▶ _TASK PROMPT_: For the copy, please give all of the data again exactly and leave the pictures out.

(Data excerpts)
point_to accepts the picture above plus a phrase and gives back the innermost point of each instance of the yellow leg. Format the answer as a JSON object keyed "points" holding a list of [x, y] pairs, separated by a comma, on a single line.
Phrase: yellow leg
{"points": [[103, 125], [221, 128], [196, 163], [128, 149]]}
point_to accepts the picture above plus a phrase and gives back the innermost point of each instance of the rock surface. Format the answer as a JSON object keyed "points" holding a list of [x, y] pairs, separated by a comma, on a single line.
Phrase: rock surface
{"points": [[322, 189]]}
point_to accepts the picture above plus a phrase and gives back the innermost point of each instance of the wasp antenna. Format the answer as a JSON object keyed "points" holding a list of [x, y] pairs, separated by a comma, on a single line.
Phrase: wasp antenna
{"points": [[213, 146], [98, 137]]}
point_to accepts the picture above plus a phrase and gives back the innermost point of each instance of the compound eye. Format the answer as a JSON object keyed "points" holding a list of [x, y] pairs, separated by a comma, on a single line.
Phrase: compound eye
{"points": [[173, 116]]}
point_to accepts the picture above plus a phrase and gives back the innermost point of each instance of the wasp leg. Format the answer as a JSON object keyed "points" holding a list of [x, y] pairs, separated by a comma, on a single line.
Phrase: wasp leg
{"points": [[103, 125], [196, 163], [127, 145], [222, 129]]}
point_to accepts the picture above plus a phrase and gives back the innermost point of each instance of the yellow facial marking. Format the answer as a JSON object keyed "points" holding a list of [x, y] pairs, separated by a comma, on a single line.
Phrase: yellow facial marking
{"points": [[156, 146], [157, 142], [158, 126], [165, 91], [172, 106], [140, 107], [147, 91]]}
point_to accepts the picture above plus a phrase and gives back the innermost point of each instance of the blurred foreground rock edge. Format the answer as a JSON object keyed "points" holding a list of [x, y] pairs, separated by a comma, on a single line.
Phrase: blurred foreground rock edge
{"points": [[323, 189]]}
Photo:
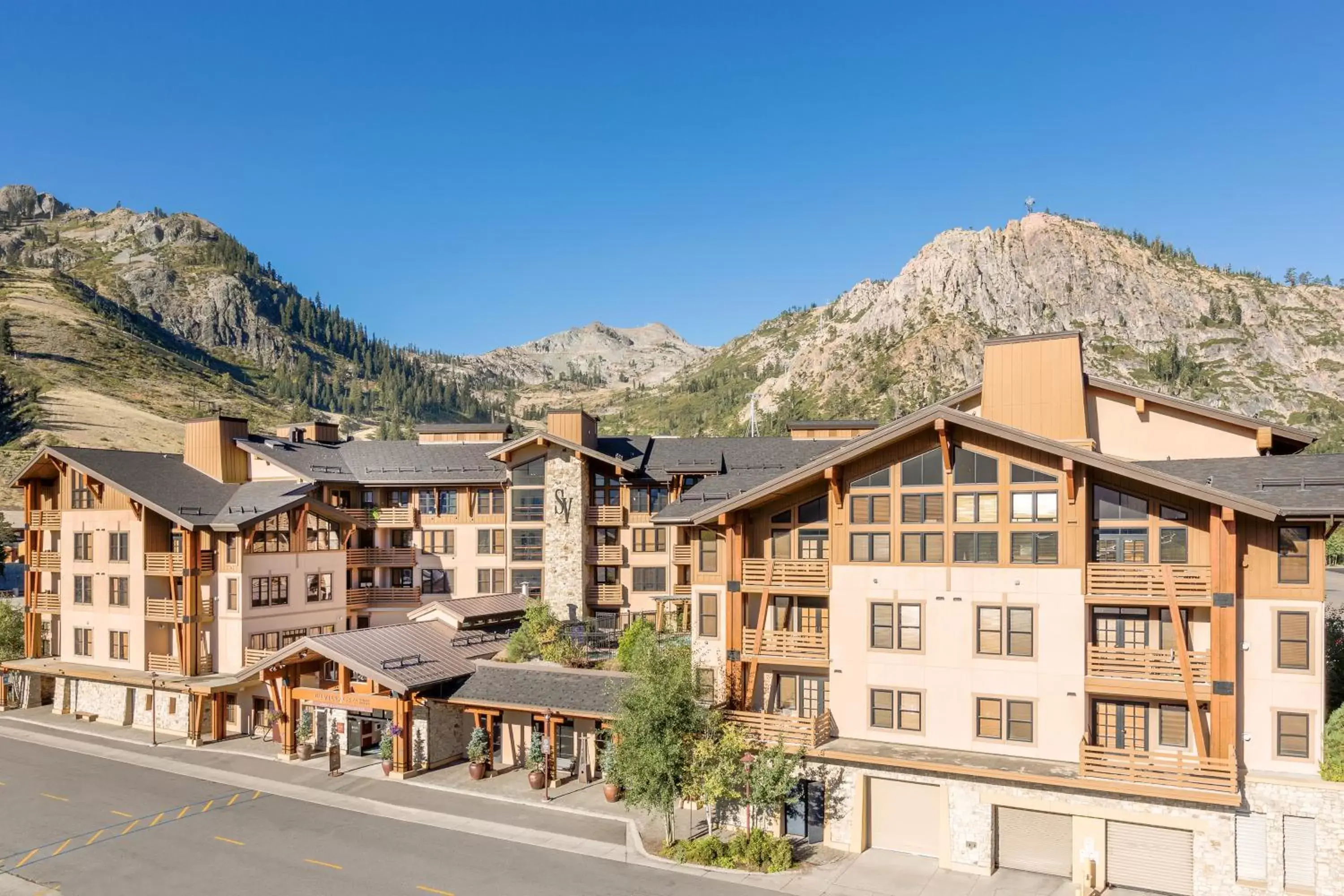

▶ _ANSWER_:
point_to accepts the picture above plus a phrase and gives back the innermost point of each instance of the yellow leg. Format the answer as a JSON object keyed "points" holding a list of [x, y] pairs, separated by a comma, on a single line.
Phrase: yellow leg
{"points": [[103, 125], [221, 128], [196, 163], [128, 149]]}
point_to accepts the picture above plus a phrase and gives back the innermost point of each instance of the rock surface. Format the answer as a JSON object keyed "points" holding a list of [x, y] pairs, separated by a comma, on a single line.
Phrase: rock surface
{"points": [[322, 189]]}
point_to accepts the picture above plus a phrase and gives back the innermost point of each instance of the wasp antenna. Format the answer as a JSON object keyed "points" holding a list of [x, y] pairs, separated by a comma, on a single line.
Phrase: wasp antenna
{"points": [[213, 146], [98, 137]]}
point_to accepts the picture above plus a phrase and gives back the innermost point of each instance of the compound eye. Format the answer as a JSON object keyed "points" holding a list of [x, y] pairs, separated by a comma, on a single line.
Phrase: compound eye
{"points": [[173, 116]]}
point_to accepts the picture above plus a phrase and gives back the innermost point of each instance of the wasp leg. Format the answer as a JSON object keyed "points" holding a list of [x, y] pairs, separated by a comma, on a single line.
Phrase: wasp leg
{"points": [[103, 125], [196, 163], [127, 145], [222, 129]]}
point_to accepts the picture above plus a phrase and gives back the innermost point of each instance of the yellow facial marking. Format the answer as a JSON object keyed "points" holding a list of [x, y] pairs, separated by a comma, on a single line.
Phrase: yellow facial marking
{"points": [[156, 146], [157, 142], [158, 126], [165, 91], [172, 106], [140, 107], [147, 91]]}
point_to accepts the picture above plus a phrase and gives back the innermost point of each instance of the blurred foreground rock edge. Format the answer as a JSON object keyed "points" holding a list of [x, y] pairs, separated by a comma, on a single line.
Phrase: blurred foreground rock edge
{"points": [[323, 189]]}
Photo:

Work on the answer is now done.